• Text for analysis:
· · · · · · ·

- Theatrical release poster
- Directed by: Harrie Geelen Bjørn Frank Jensen Bert Kroon
- Written by: Harrie Geelen Bjørn Frank Jensen Bert Kroon Original characters: Marten Toonder
- Produced by: Rob Houwer
- Music by: Herman Schoonderwalt Gildo del Mistro Harrie Geelen (song lyrics)
- Production companies: Verenigde Nederlandsche Film Company Topcraft
- Distributed by: Tuschinski Film Distribution
- Release date: 3 February 1983;
- Running time: 84 minutes
- Country: Netherlands
- Language: Dutch
- Budget: $2,000,000 (estimated)

= The Dragon That Wasn't (Or Was He?) =

 The Dragon That Wasn't (Or Was He?) (Als je begrijpt wat ik bedoel, literally: If you know what I mean) is a 1983 Dutch film written and directed by Harrie Geelen, Bjørn Frank Jensen and Bert Kroon. Based on the comic strip Tom Puss, created by Marten Toonder, it was the first animated feature produced in the Netherlands.

The film was released on DVD in 2005.

==Plot ==
One stormy night, a servant dog named Yost (Joost) is reading a book saying that storms are caused by dragons. Starting to believe it to be true, he wakes up his employer, a bear named Oliver B. Bear (Oliver B. Bumble). When Ollie tries to convince Yost that dragons do not exist. Yost tries to convince Ollie otherwise by showing him a book he'd been reading during the storm. Ollie takes the book and reads a dragon-calling spell from it and the wind blows the curtains in their faces, and Ollie does not notice a dragon walking by the window. After the storm dies down, they see dragon tracks on the ground, and Yost goes searching for more evidence, visiting Ollie's next door neighbor Kit Cat (Tom Puss). He tells Kit Cat about what had happened with her determining that if she were a dragon after having laid an egg, she'd leave on the back path behind the gardens. In the middle of the forest, Yost insisted they look around to find something to convince Ollie that dragons are real and find a spherical object. Not knowing what it is, they take it back to Ollie, who assumes that it is a beach ball.

Meanwhile, in a local bar, two gangsters are plotting a heist at a banquet to be held in Ollie's mansion. Both were hired as doormen.

The next morning, while Ollie is cleaning up for his party, the "beach ball" follows him, eventually carrying him outside to the fountain in front of his home. At this point, a dragon hatches out of the "beach ball" and he starts acting affectionate with Ollie, proving that Yost and Kit Cat were right, as Kit Cat points out that the little dragon believes Ollie to be his father, since Ollie was the first thing the little dragon saw. Ollie names the dragon Dexter (zwelgje), after his great grandfather. A rumor quickly spreads through town that Ollie laid an egg, after the local grocer brings an order to Marquis de Canteclaer explaining that he was late because he'd witnessed Ollie hatching an egg with a creature in it. The size and shape kept changing each time that the story gets retold from Mayor Dickerdack's office to the newspaper editor Mr. Tusker (Editor Phant) making its way to the entire town.

· · · · · · ·

• Task A: According to the film page, what distinction does this film hold in the Netherlands?
• Task B: Copy the part of the film page that opens with the words containing "- Theatrical release" and closes with "Budget: $2,000,000 (estimated)", renaming "Topcraft" to "Toei Animation".
The lines that come next have no connection to the film page.

• Supplied material:
· · · · · · ·

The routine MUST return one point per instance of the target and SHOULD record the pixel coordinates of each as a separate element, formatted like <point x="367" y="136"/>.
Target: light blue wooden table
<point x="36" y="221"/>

· · · · · · ·

• Task output A: It was the first animated feature produced in the Netherlands.

• Task output B:
- Theatrical release poster
- Directed by: Harrie Geelen Bjørn Frank Jensen Bert Kroon
- Written by: Harrie Geelen Bjørn Frank Jensen Bert Kroon Original characters: Marten Toonder
- Produced by: Rob Houwer
- Music by: Herman Schoonderwalt Gildo del Mistro Harrie Geelen (song lyrics)
- Production companies: Verenigde Nederlandsche Film Company Toei Animation
- Distributed by: Tuschinski Film Distribution
- Release date: 3 February 1983;
- Running time: 84 minutes
- Country: Netherlands
- Language: Dutch
- Budget: $2,000,000 (estimated)